_DATASET_
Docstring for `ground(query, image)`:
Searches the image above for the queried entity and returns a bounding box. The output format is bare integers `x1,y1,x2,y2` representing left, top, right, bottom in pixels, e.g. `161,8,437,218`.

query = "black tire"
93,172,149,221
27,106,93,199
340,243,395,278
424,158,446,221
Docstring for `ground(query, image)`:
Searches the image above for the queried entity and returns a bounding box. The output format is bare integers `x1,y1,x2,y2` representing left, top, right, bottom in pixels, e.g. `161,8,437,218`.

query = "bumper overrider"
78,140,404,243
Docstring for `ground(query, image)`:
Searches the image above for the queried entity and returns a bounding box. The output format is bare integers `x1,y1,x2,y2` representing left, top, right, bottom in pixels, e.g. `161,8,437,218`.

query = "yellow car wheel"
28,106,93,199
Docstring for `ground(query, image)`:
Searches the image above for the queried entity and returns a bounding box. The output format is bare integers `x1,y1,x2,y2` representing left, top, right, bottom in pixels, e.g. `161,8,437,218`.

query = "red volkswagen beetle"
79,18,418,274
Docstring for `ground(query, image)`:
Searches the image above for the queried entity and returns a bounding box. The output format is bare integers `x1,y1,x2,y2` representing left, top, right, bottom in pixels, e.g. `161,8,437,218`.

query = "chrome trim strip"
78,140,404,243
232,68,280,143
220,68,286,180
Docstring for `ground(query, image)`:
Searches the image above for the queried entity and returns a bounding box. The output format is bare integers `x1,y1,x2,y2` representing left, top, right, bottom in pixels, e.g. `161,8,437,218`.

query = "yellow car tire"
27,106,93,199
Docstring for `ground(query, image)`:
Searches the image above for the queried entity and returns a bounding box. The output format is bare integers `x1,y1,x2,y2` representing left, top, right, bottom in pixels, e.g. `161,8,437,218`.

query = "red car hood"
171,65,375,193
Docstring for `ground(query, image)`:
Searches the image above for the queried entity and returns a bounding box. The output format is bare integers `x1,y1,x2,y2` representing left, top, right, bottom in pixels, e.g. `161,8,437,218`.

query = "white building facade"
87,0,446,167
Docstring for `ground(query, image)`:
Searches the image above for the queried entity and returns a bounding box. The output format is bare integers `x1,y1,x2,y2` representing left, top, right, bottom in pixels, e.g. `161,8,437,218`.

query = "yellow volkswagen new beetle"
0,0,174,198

_EXERCISE_
Pick out each line in the material above that contains the string "yellow", treating uppercase and lowercase letters as different.

_RESPONSE_
query = "yellow car wheel"
query = "yellow car tire"
query = "yellow volkswagen new beetle"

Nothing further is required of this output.